▶ _Exercise_: Copy everything from the line containing "# point at: windshield wiper" down through the end of the records, keeping each line unchanged.

Pointing dataset excerpts
+--
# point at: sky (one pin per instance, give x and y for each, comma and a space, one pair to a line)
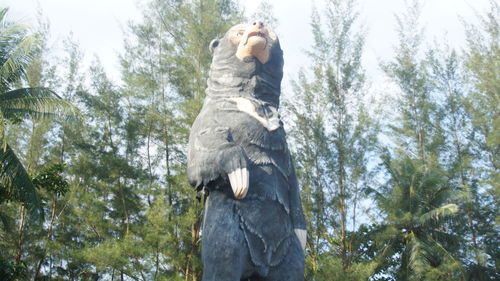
99, 27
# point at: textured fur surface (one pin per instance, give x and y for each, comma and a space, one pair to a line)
251, 237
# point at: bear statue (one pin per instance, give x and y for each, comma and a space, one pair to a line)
253, 225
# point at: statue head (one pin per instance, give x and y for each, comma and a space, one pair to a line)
248, 60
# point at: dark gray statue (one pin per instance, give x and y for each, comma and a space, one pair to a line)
253, 227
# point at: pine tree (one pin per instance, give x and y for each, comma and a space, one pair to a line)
415, 239
332, 140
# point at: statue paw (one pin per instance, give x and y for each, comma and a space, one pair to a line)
302, 235
239, 180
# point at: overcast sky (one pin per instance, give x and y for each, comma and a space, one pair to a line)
98, 25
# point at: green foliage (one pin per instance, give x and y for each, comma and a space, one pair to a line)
332, 138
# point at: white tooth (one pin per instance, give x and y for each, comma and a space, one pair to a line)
246, 179
231, 177
238, 180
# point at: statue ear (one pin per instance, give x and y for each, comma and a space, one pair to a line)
213, 45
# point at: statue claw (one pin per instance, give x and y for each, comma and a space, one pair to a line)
239, 180
302, 235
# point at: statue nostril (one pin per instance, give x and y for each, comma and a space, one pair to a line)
259, 24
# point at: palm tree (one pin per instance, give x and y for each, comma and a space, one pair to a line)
414, 241
18, 48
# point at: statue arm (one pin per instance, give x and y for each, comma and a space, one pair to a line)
296, 211
213, 154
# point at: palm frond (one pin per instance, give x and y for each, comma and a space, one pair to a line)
438, 213
16, 58
15, 183
35, 102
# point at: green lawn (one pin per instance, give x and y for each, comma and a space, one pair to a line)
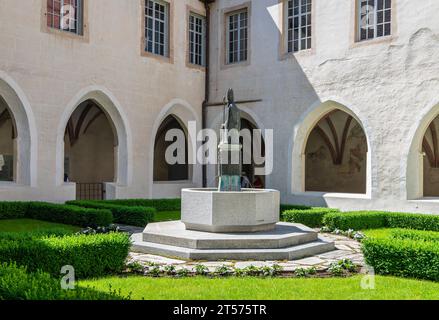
386, 288
167, 216
26, 225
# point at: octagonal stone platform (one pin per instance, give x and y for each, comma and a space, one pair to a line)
250, 210
285, 242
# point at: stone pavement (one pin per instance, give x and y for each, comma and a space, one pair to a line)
346, 249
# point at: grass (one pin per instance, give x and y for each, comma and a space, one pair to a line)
167, 216
386, 288
28, 225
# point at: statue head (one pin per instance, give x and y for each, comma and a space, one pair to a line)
230, 96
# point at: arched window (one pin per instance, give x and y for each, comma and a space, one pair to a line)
163, 171
7, 142
89, 150
430, 147
249, 168
336, 155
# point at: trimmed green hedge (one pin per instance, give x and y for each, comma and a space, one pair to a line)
90, 255
133, 216
158, 204
66, 214
363, 220
404, 234
285, 207
13, 210
355, 220
403, 258
312, 218
58, 213
17, 284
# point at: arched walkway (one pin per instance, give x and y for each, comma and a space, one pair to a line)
422, 167
18, 136
8, 150
331, 152
94, 140
189, 121
90, 145
163, 170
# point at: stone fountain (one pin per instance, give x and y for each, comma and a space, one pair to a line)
230, 223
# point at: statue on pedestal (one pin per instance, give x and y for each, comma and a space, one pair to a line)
230, 162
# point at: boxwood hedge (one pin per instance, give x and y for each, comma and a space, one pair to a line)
90, 255
58, 213
129, 215
405, 234
403, 258
158, 204
310, 217
18, 284
362, 220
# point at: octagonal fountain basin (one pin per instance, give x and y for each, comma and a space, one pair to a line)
209, 210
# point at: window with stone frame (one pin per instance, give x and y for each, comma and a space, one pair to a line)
157, 27
237, 36
197, 39
65, 15
299, 19
375, 19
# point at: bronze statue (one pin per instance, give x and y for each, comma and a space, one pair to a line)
230, 162
233, 121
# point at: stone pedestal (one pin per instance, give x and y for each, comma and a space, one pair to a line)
250, 210
230, 169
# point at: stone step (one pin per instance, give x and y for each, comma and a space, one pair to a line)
174, 234
290, 253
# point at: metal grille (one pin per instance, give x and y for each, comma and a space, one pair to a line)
90, 191
375, 19
156, 27
197, 31
65, 15
299, 25
237, 36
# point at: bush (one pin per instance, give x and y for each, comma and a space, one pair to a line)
69, 214
285, 207
403, 258
13, 210
312, 218
129, 215
91, 256
17, 284
413, 221
355, 220
20, 236
158, 204
415, 235
363, 220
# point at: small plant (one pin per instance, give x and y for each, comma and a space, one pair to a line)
169, 270
252, 271
335, 269
305, 272
135, 267
348, 265
239, 272
154, 271
201, 270
182, 273
223, 271
271, 271
359, 236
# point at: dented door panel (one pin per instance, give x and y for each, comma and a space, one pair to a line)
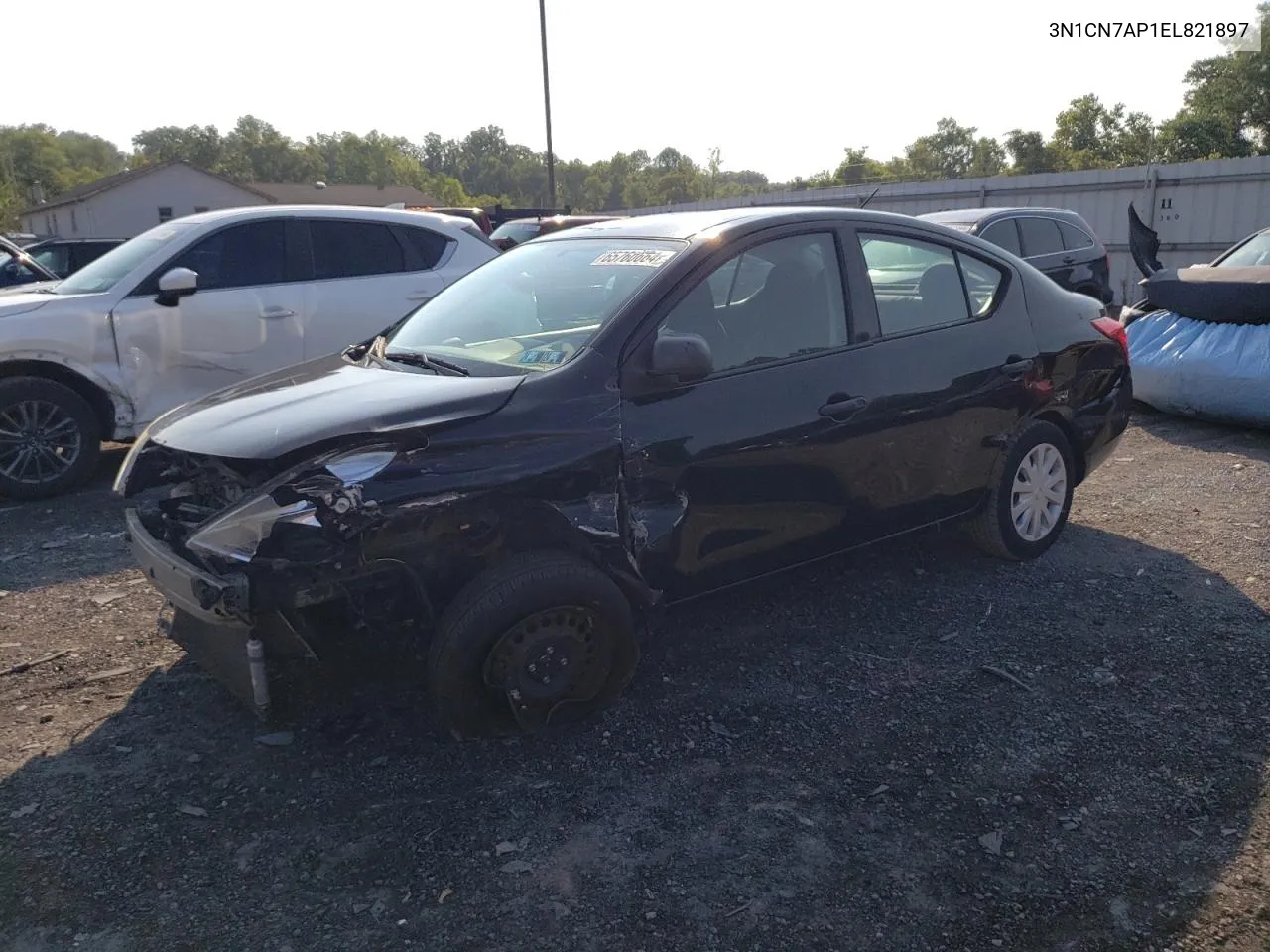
207, 340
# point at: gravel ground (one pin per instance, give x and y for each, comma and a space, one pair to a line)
821, 762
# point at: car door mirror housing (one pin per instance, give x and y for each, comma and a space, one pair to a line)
684, 357
177, 284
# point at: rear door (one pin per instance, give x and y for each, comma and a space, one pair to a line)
365, 277
951, 370
244, 318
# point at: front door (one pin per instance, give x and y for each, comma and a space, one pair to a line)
754, 467
244, 320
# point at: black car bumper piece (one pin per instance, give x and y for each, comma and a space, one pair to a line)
212, 620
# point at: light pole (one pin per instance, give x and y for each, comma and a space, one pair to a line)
547, 102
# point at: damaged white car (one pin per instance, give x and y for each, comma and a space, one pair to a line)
195, 304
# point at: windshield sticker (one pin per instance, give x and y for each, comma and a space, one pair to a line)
543, 356
649, 258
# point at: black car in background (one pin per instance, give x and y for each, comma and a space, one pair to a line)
612, 417
520, 230
58, 257
1055, 240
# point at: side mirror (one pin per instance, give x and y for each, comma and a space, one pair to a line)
686, 357
175, 285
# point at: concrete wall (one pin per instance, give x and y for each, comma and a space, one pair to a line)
1197, 208
134, 206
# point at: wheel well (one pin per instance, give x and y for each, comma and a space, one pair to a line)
96, 398
1057, 419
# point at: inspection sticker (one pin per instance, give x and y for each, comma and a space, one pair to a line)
648, 258
543, 356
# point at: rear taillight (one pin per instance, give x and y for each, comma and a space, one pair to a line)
1111, 329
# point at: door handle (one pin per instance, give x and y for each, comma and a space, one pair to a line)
843, 408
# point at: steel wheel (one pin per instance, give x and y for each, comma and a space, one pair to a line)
549, 658
40, 442
1039, 493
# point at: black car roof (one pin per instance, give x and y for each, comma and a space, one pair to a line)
978, 214
686, 225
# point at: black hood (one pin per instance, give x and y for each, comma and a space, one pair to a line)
324, 399
1143, 245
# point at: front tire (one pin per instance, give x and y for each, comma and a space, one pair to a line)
50, 438
1030, 497
540, 640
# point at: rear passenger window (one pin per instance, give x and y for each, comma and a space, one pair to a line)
1074, 239
919, 285
982, 282
1039, 236
430, 245
1003, 234
354, 249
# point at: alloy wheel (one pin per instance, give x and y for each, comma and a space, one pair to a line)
39, 442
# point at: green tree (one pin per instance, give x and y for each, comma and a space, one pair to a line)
945, 154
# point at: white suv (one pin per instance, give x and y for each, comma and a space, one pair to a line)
195, 304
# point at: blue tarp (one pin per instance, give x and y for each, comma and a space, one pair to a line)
1211, 371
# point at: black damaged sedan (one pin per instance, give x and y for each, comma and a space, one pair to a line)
613, 417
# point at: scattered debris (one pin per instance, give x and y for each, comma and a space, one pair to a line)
1006, 675
992, 842
27, 665
107, 675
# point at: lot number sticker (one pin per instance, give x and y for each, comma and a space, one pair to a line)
651, 258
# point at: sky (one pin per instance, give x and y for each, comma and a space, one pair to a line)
781, 87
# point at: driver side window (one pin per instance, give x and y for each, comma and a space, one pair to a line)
778, 299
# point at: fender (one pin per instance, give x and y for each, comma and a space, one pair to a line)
123, 411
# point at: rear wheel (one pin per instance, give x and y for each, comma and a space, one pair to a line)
1030, 497
50, 438
543, 639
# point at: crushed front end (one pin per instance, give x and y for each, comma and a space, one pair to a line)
257, 558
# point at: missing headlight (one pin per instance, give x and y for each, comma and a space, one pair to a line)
298, 499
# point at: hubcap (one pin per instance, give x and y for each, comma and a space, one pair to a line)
1039, 493
39, 442
548, 658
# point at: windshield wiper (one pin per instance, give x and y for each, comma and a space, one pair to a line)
417, 358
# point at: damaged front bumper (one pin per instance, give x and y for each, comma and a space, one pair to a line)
212, 620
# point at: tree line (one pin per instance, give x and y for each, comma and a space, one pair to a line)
1225, 113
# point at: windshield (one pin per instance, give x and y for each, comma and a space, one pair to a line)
517, 230
1252, 253
535, 308
116, 264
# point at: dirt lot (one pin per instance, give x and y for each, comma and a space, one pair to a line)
820, 763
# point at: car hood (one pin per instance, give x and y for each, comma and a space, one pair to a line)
+--
▶ _Response_:
# point at: windshield wiper (one pin per instance, give x and y for each, comma and a space, one pair to a line)
417, 358
# point at: damaged front bumper (one pin per instance, give x and y for each, comma and a space, one pair to a line)
212, 620
# point at: tree line (one pin per instance, give x and y for each, comma and a space, one pair to a line)
1225, 113
# point at: windshield (one pin per instance, give x and y for each, comma and a space, one pair to a line)
517, 230
1252, 253
535, 308
116, 264
# point at: dirt lot (one pin per instance, give x and y for each, comma and a space, one pair to a line)
820, 763
# point at: car hood (one pin per instance, give x and y for each, comma and a space, one pair to a line)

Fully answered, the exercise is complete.